§ Exercise requirements: Copy out the forum post about the Stihl HT101 pole saw word for word, from its title to the final line.
[Text section — start]
# My HT101 Sucks...



## BlackenedTimber

Great minds of AS, I need your input.

I bought a Stihl HT101, maybe a year ago. I have used it very little, maybe a half dozen times. The saw has always seemed a little underpowered.

I had the saw stored in my box truck for maybe a half a year. I moved the truck from upstate NY to Oklahoma, and I noticed when inspecting the polesaw that there was a small "V"-shaped chip in the gas tank, on the little plastic ring that protrudes from the gas tank where the fuel cap screws in. The fuel cap still locked in the close position, and the chip wasnt allowing any gas to leak.

The saw as still running like crap, and I spent an hour or so playing with the carb to get it tuned properly. I got it run a little more smoothly, but it still pauses when the throttle is engaged, then slowly builds RPMs then finally begins to turn the chain. Naturally, actually cutting under these conditions is less than ideal. The chain is new and sharp, and the chain tension is fine. The oiler is working, though throws less oil wide open than I would expect. The chain drive is clean of any debris. The fuel filter seems fine upon visual inspection. Again, the saw is practically new, and has been used probly less than 1 hour total.

I took the saw to the local Stihl dealer, and he tuned the carb and replaced the fuel cap. He said that replacing the fuel tank was not necessary. 

The saw still runs like crap. Does this saw just plain suck (which would break my heart because I am a die-hard Stihl fan...) or am I missing something...?

It runs and cuts, but not the way that I would expect a $600+ Stihl to perform.

HELP ME PLEASE!
[Text section — finish]
[Given data — start]
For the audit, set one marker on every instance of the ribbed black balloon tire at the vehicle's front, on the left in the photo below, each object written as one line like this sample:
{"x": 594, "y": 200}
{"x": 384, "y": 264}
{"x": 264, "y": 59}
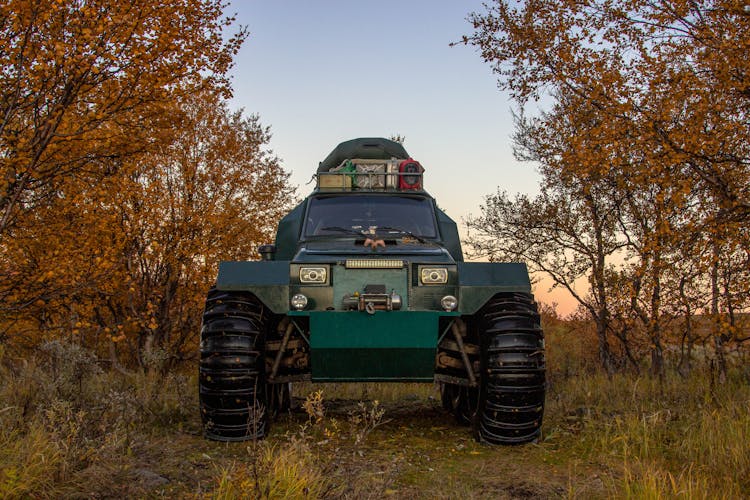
[Given data — finish]
§ Response to this task:
# My HT101 Sucks...



## BlackenedTimber

Great minds of AS, I need your input.

I bought a Stihl HT101, maybe a year ago. I have used it very little, maybe a half dozen times. The saw has always seemed a little underpowered.

I had the saw stored in my box truck for maybe a half a year. I moved the truck from upstate NY to Oklahoma, and I noticed when inspecting the polesaw that there was a small "V"-shaped chip in the gas tank, on the little plastic ring that protrudes from the gas tank where the fuel cap screws in. The fuel cap still locked in the close position, and the chip wasnt allowing any gas to leak.

The saw as still running like crap, and I spent an hour or so playing with the carb to get it tuned properly. I got it run a little more smoothly, but it still pauses when the throttle is engaged, then slowly builds RPMs then finally begins to turn the chain. Naturally, actually cutting under these conditions is less than ideal. The chain is new and sharp, and the chain tension is fine. The oiler is working, though throws less oil wide open than I would expect. The chain drive is clean of any debris. The fuel filter seems fine upon visual inspection. Again, the saw is practically new, and has been used probly less than 1 hour total.

I took the saw to the local Stihl dealer, and he tuned the carb and replaced the fuel cap. He said that replacing the fuel tank was not necessary. 

The saw still runs like crap. Does this saw just plain suck (which would break my heart because I am a die-hard Stihl fan...) or am I missing something...?

It runs and cuts, but not the way that I would expect a $600+ Stihl to perform.

HELP ME PLEASE!